> _課題 A_
Canon EF-Mの記事から、「当時も米国のカメラ店には度々」という語句を含むところで始め、「以下に簡単ですが記述します。」のあとで止めて、その部分を一字も変えずに書き写してください。

> _ページ抜粋_

- - -

Canon EF-M

1991年(平成3年) 9月発売(海外のみ)

Canon EF-M EF50mm F1.4 USM付き
Canon EF-M EF50mm F1.4 USM付き

Canon EF-Mというと最近の検索ではCanonミラーレスカメラであるCanon EOS M用に開発された、Canon EF-Mレンズのことが多く出てきますが、このCanon EF-Mカメラは今から20年以上も前に発売された海外向け専用のカメラでした。

 

さて本コレクションの別ページで、Canon T-60 というカメラもユニークな立ち位置であるとして紹介しましたが、このEF-Mもそれに決して劣らない立ち位置を持つ不思議なカメラでした。

  • 何といっても特異なのは、わざわざAFカメラであるEOSシリーズ用として新規開発したEFマウントを採用し、EFレンズ専用であるのに何故かマニュアル・フォーカス専用カメラであること。
  • T60同様に、日本国内では販売されず海外専用モデルであったこと。
  • T60とは異なり、キヤノン自身が開発を行ったものですが、製造は台湾製となっています。

当時も米国のカメラ店には度々立ち寄ってはいたものの、T60の時とは異なりEF-Mはあまり記憶のない製品でしたので、正直ヒット商品になったかどうかはわかりません。とにかくコレクションとしてはレアな存在であることは間違いありません。さらに国内で入手しようとしても滅多にオークションにも出品されたりしていないようです。日本の方で個人のウエブサイトでEF-Mを取り上げておられる方はいくらか散見されるものの、数は少なくコレクション魂がググッと持ち上がってきました。

 

この個体はeBayという世界では有名なオークション兼ショッピングサイトです。たまたま某カメラ店によるデッドストック品(という名目で)数台出品されていたのを一台入手したものです。送られてきたEF-Mは確かに傷ひとつなく未使用という状態が正しいような逸品でした。元箱には本体の他に取扱説明書と国際保証書が同梱されていましたが、ショルダーストラップなどのアクセサリーは入っていませんでした。でも電池を入れて試してみると全く問題なく使用でき、その日からコレクションの一員となっています。

さて、このEF-Mというカメラについてスペックがあまり語られていないので、以下に簡単ですが記述します。

- - -

> _データ一覧_

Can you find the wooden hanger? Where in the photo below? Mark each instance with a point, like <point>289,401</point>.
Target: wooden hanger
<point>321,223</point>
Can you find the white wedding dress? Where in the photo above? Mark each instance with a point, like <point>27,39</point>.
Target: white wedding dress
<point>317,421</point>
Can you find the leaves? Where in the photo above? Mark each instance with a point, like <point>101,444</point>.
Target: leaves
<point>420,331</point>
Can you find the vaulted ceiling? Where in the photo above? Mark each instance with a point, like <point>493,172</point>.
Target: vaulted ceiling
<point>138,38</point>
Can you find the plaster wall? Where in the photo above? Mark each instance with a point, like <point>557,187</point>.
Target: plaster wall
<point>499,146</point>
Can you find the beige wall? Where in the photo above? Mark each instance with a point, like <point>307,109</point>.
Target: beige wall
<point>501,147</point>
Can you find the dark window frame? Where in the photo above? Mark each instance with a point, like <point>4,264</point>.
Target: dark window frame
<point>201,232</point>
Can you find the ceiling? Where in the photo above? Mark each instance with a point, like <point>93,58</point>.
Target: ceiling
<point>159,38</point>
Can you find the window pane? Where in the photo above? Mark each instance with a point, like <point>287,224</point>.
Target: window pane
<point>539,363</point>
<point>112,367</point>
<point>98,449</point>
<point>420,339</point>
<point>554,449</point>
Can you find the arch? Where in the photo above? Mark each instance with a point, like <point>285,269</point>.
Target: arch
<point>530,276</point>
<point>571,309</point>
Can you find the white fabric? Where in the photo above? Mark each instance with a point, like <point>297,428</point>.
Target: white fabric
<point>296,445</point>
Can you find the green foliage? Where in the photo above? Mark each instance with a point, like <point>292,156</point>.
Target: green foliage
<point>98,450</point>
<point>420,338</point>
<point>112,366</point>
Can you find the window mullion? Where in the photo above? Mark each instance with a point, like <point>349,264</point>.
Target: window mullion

- - -

> _課題 B_
データ一覧の行のうち、「Can you find the ceiling?」を含む行から始め、「<point>112,366</point>」を含む行のあとで止めて、その範囲の行（両端を含む）だけを答え以外の行も省かずにもう一度書いてください。答えとして示された座標の数値はすべて0.55倍して四捨五入で整数にし（0.5はくり上げ）、それ以外の行にある数値や書式の見本の数値は変えないでください。

> _解答 A_
当時も米国のカメラ店には度々立ち寄ってはいたものの、T60の時とは異なりEF-Mはあまり記憶のない製品でしたので、正直ヒット商品になったかどうかはわかりません。とにかくコレクションとしてはレアな存在であることは間違いありません。さらに国内で入手しようとしても滅多にオークションにも出品されたりしていないようです。日本の方で個人のウエブサイトでEF-Mを取り上げておられる方はいくらか散見されるものの、数は少なくコレクション魂がググッと持ち上がってきました。

 

この個体はeBayという世界では有名なオークション兼ショッピングサイトです。たまたま某カメラ店によるデッドストック品(という名目で)数台出品されていたのを一台入手したものです。送られてきたEF-Mは確かに傷ひとつなく未使用という状態が正しいような逸品でした。元箱には本体の他に取扱説明書と国際保証書が同梱されていましたが、ショルダーストラップなどのアクセサリーは入っていませんでした。でも電池を入れて試してみると全く問題なく使用でき、その日からコレクションの一員となっています。

さて、このEF-Mというカメラについてスペックがあまり語られていないので、以下に簡単ですが記述します。

> _解答 B_
Can you find the ceiling? Where in the photo above? Mark each instance with a point, like <point>93,58</point>.
Target: ceiling
<point>87,21</point>
Can you find the window pane? Where in the photo above? Mark each instance with a point, like <point>287,224</point>.
Target: window pane
<point>296,200</point>
<point>62,202</point>
<point>54,247</point>
<point>231,186</point>
<point>305,247</point>
Can you find the arch? Where in the photo above? Mark each instance with a point, like <point>285,269</point>.
Target: arch
<point>292,152</point>
<point>314,170</point>
Can you find the white fabric? Where in the photo above? Mark each instance with a point, like <point>297,428</point>.
Target: white fabric
<point>163,245</point>
Can you find the green foliage? Where in the photo above? Mark each instance with a point, like <point>292,156</point>.
Target: green foliage
<point>54,248</point>
<point>231,186</point>
<point>62,201</point>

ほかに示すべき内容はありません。